>>>>

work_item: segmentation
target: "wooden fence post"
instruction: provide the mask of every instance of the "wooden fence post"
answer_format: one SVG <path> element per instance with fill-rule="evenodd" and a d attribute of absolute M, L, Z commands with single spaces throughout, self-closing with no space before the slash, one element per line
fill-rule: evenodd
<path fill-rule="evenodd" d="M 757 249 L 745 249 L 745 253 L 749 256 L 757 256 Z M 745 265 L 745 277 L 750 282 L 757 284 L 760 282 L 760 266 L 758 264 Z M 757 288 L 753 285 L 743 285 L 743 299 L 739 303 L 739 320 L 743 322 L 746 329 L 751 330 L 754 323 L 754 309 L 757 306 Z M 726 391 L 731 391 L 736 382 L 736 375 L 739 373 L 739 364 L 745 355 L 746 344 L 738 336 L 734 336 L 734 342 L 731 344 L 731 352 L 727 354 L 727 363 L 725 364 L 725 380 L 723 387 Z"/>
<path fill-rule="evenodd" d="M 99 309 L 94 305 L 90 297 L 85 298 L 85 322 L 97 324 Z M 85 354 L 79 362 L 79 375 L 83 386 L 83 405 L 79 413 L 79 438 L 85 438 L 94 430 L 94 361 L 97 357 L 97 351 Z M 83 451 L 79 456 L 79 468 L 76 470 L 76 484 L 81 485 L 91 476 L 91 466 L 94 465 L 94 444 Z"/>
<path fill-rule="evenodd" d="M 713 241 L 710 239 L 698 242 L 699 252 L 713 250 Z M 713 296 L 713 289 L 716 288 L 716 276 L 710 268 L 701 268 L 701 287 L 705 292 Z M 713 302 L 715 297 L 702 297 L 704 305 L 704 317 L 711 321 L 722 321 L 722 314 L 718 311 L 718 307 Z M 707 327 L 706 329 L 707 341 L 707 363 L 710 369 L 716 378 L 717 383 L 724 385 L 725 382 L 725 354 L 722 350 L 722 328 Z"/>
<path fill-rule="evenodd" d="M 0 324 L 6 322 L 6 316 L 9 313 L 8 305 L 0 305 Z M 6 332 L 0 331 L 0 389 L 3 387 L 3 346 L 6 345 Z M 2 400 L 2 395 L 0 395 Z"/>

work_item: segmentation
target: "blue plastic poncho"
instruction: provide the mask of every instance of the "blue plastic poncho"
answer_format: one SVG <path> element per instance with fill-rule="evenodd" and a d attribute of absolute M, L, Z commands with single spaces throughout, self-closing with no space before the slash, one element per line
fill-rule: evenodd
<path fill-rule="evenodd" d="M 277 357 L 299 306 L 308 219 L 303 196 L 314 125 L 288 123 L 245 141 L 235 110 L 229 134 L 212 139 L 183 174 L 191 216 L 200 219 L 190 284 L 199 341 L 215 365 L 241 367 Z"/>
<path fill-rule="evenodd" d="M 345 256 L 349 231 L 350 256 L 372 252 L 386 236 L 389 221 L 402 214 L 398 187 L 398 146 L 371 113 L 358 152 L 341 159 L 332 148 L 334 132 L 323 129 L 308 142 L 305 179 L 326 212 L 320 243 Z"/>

<<<<

> Objective: Copy all of the lines above exactly as they appear.

> Written solution:
work_item: segmentation
target: "wooden fence post"
instruction: provide the mask of every instance of the "wooden fence post"
answer_format: one SVG <path> element per instance with fill-rule="evenodd" and a d attribute of absolute M, L, Z commands with single spaces throughout, self-closing with no space before the slash, one element per line
fill-rule: evenodd
<path fill-rule="evenodd" d="M 757 249 L 745 249 L 745 253 L 749 256 L 757 256 Z M 745 265 L 745 277 L 750 282 L 757 284 L 760 282 L 760 266 L 758 264 Z M 757 288 L 753 285 L 743 285 L 743 299 L 739 303 L 739 320 L 743 322 L 746 329 L 751 330 L 754 323 L 754 309 L 757 306 Z M 726 391 L 731 391 L 736 382 L 736 375 L 739 373 L 739 364 L 745 355 L 746 344 L 738 336 L 734 336 L 734 342 L 731 344 L 731 352 L 727 354 L 727 363 L 725 364 L 725 380 L 723 387 Z"/>
<path fill-rule="evenodd" d="M 99 309 L 94 305 L 90 297 L 85 298 L 85 322 L 97 324 Z M 85 354 L 79 362 L 79 375 L 83 386 L 83 405 L 79 413 L 79 438 L 85 438 L 94 430 L 94 361 L 97 357 L 97 351 Z M 83 451 L 79 456 L 79 468 L 76 470 L 76 484 L 81 485 L 91 476 L 91 466 L 94 465 L 94 444 Z"/>
<path fill-rule="evenodd" d="M 713 241 L 710 239 L 698 242 L 699 252 L 713 250 Z M 713 296 L 713 289 L 716 288 L 716 276 L 710 268 L 701 268 L 701 287 L 705 292 Z M 713 302 L 715 297 L 702 297 L 704 305 L 704 317 L 711 321 L 722 321 L 722 314 L 718 311 L 718 307 Z M 707 327 L 706 329 L 707 341 L 707 363 L 710 369 L 716 378 L 717 383 L 724 385 L 725 382 L 725 354 L 722 350 L 722 328 Z"/>
<path fill-rule="evenodd" d="M 0 324 L 6 322 L 6 316 L 9 313 L 8 305 L 0 305 Z M 6 332 L 0 331 L 0 389 L 3 387 L 3 346 L 6 345 Z M 2 400 L 2 395 L 0 395 Z"/>

work_item: segmentation
target: "blue plastic poncho"
instruction: provide the mask of every instance of the "blue plastic poncho"
answer_format: one SVG <path> element per instance with fill-rule="evenodd" and a d attribute of absolute M, L, Z commands with single spaces throughout, self-closing with no space before the slash, one element per line
fill-rule: evenodd
<path fill-rule="evenodd" d="M 277 357 L 299 306 L 308 219 L 303 196 L 314 125 L 288 123 L 245 141 L 235 110 L 229 134 L 212 139 L 183 174 L 191 216 L 200 219 L 190 284 L 199 341 L 215 365 L 241 367 Z"/>
<path fill-rule="evenodd" d="M 345 256 L 349 231 L 350 256 L 372 252 L 386 236 L 389 221 L 402 214 L 398 187 L 398 146 L 371 113 L 358 152 L 341 159 L 332 148 L 334 132 L 323 129 L 308 142 L 305 179 L 326 212 L 320 243 Z"/>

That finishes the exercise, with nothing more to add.